# Work request
Could you print only the lines from the one containing "Mark the region of every instance of the man's" through the end of the listing below, unchanged?
■ ■ ■ ■ ■ ■ ■
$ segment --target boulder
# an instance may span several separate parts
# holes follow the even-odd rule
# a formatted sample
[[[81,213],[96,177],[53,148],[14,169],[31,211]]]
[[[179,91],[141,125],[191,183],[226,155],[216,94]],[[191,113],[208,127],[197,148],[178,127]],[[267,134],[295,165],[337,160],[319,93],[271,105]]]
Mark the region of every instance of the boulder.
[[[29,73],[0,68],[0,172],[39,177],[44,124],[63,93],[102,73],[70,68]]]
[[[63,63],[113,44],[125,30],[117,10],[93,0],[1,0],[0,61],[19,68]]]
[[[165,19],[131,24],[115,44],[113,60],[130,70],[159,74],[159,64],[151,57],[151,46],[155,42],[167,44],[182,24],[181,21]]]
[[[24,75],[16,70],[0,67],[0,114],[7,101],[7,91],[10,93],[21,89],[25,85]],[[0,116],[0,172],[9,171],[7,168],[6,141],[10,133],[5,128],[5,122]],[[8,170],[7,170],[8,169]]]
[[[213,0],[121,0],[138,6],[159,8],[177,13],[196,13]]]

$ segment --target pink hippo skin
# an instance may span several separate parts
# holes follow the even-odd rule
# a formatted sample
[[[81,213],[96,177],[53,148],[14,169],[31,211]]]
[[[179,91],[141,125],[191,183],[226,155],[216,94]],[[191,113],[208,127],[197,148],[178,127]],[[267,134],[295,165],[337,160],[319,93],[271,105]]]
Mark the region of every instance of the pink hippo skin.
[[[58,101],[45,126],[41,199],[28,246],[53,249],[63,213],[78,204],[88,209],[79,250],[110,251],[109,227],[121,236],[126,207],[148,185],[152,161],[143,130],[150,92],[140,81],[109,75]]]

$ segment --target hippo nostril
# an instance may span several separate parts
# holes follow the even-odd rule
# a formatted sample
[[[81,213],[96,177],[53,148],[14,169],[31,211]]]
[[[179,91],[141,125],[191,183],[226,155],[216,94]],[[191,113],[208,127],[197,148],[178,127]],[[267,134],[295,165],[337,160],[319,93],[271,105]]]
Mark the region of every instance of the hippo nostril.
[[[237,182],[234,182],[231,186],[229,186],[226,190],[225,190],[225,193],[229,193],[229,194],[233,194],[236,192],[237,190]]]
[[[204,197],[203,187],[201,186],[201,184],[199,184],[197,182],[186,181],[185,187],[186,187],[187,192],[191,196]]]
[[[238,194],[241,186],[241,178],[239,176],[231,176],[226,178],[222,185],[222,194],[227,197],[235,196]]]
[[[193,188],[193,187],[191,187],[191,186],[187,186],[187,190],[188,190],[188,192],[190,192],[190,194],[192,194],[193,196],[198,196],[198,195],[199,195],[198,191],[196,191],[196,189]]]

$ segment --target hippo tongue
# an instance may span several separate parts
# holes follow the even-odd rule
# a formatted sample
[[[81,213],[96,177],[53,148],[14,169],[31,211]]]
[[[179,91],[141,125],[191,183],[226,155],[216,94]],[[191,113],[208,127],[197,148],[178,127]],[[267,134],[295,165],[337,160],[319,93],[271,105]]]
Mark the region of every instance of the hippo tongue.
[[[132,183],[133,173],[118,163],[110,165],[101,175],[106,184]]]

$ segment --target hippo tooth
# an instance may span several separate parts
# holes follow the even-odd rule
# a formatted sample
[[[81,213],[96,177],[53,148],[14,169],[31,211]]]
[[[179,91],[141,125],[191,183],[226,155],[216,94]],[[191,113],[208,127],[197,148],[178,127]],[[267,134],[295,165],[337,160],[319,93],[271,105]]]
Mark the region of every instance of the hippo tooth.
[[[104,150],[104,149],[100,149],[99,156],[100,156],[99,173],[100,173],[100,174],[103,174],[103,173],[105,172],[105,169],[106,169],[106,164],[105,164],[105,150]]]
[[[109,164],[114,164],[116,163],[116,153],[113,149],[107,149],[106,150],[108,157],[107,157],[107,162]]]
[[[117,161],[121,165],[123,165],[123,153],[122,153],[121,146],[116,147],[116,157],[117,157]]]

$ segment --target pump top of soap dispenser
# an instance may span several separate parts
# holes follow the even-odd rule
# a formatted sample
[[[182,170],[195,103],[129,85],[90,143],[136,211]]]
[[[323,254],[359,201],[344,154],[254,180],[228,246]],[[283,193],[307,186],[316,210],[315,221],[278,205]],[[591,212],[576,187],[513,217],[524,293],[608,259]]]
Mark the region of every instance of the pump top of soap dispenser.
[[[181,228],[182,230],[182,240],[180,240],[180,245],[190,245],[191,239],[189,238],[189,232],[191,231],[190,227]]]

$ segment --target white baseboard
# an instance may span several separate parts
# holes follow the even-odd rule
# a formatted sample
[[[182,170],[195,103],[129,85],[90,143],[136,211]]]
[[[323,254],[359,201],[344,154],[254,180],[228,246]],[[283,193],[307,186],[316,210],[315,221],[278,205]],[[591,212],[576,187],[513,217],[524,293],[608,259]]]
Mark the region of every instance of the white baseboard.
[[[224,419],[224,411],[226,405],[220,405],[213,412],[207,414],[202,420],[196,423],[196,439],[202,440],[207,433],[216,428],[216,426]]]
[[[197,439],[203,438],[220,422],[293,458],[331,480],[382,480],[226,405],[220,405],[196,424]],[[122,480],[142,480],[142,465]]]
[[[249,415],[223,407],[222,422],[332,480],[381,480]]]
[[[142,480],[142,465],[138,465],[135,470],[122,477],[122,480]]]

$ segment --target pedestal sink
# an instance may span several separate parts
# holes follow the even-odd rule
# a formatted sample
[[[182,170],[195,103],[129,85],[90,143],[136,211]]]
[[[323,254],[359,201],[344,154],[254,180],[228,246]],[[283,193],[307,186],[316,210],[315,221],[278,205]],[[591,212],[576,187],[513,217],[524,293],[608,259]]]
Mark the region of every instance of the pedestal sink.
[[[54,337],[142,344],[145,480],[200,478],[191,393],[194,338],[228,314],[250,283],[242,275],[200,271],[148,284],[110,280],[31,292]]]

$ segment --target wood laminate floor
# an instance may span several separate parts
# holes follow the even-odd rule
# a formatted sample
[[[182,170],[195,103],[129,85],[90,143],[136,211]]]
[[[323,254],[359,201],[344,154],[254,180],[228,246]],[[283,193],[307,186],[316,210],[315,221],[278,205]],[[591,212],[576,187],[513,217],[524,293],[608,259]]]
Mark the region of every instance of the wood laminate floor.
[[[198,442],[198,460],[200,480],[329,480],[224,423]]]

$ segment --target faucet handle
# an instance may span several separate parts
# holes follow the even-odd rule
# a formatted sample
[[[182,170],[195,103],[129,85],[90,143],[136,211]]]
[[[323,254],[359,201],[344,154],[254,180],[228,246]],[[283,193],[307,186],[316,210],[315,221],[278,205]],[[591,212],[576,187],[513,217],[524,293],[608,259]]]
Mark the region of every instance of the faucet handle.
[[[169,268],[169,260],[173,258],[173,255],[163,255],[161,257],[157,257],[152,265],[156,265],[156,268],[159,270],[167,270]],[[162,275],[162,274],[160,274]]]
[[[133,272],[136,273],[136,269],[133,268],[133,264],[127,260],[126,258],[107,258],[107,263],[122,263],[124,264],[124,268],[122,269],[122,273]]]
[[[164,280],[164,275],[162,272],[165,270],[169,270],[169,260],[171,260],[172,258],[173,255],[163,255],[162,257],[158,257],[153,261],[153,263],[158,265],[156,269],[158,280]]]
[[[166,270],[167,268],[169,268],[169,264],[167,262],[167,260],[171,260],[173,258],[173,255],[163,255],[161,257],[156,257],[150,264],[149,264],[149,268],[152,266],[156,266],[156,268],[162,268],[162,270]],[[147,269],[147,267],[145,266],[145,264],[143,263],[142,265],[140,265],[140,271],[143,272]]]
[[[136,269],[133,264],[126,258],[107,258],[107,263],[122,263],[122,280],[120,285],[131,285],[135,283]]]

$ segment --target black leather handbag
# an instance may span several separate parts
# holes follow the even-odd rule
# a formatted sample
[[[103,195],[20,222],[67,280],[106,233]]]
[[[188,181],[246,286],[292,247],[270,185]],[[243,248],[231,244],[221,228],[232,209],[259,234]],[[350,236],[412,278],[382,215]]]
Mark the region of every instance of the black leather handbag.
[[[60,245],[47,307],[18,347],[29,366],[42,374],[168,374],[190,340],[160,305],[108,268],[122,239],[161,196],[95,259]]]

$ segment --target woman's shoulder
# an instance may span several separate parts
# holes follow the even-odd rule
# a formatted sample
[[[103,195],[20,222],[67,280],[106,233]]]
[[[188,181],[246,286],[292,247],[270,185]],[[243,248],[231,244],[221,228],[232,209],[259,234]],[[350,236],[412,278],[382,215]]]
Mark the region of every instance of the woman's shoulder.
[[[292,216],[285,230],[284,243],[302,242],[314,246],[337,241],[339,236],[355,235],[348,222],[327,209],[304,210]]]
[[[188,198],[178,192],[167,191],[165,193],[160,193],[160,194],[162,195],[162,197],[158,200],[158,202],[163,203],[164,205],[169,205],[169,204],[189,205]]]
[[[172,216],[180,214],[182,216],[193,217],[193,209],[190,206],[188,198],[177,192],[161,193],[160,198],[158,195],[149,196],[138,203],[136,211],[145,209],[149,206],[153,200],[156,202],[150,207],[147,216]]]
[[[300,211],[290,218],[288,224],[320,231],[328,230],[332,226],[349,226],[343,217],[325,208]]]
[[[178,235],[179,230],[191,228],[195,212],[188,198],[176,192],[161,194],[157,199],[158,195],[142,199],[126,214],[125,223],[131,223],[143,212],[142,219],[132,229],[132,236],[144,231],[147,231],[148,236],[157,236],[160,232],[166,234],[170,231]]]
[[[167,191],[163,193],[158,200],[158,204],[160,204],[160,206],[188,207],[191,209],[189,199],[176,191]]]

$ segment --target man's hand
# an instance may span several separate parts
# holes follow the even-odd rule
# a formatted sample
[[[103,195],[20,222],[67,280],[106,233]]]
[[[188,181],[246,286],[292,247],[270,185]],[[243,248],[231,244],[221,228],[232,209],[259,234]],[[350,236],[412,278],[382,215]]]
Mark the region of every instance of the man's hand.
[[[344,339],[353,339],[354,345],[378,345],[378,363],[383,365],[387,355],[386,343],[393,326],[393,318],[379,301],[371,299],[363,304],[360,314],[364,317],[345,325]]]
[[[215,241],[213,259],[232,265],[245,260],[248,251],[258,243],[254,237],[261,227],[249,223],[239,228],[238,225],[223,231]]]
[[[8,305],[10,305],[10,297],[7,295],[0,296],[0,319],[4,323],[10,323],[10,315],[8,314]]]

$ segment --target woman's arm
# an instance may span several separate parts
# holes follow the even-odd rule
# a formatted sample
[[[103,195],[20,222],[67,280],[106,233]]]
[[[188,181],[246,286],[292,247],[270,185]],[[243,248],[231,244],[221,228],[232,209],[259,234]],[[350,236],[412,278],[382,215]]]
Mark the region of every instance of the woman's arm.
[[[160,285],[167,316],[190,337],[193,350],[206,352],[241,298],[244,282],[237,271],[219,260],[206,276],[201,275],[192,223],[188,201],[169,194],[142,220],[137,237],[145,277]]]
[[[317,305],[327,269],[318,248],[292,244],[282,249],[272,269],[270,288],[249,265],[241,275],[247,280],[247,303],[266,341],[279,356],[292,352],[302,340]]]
■ ■ ■ ■ ■ ■ ■
# Solved exercise
Mark the region of every instance of the man's hand.
[[[344,339],[353,339],[354,345],[378,345],[378,363],[383,365],[387,355],[386,343],[393,326],[393,318],[379,301],[371,299],[363,304],[360,314],[364,317],[345,325]]]
[[[215,241],[213,259],[232,265],[245,260],[248,251],[258,243],[254,237],[261,227],[249,223],[239,228],[238,225],[223,231]]]
[[[8,305],[10,305],[10,297],[7,295],[0,296],[0,319],[4,323],[10,323],[10,315],[8,314]]]

$ segment --target woman's arm
# an instance may span several separate parts
# holes follow the even-odd rule
# a formatted sample
[[[103,195],[20,222],[67,280],[106,233]]]
[[[188,181],[246,286],[292,247],[270,185]],[[243,248],[231,244],[221,228],[232,209],[259,234]],[[350,236],[412,278],[382,215]]]
Mark the region of every instance of the woman's arm.
[[[160,285],[167,316],[190,337],[193,350],[206,352],[241,298],[244,282],[237,271],[219,260],[206,276],[201,275],[192,223],[188,201],[169,194],[142,220],[137,237],[145,277]]]
[[[317,305],[327,269],[318,248],[292,244],[282,249],[272,269],[270,288],[249,265],[241,275],[247,280],[247,303],[266,341],[279,356],[292,352],[302,340]]]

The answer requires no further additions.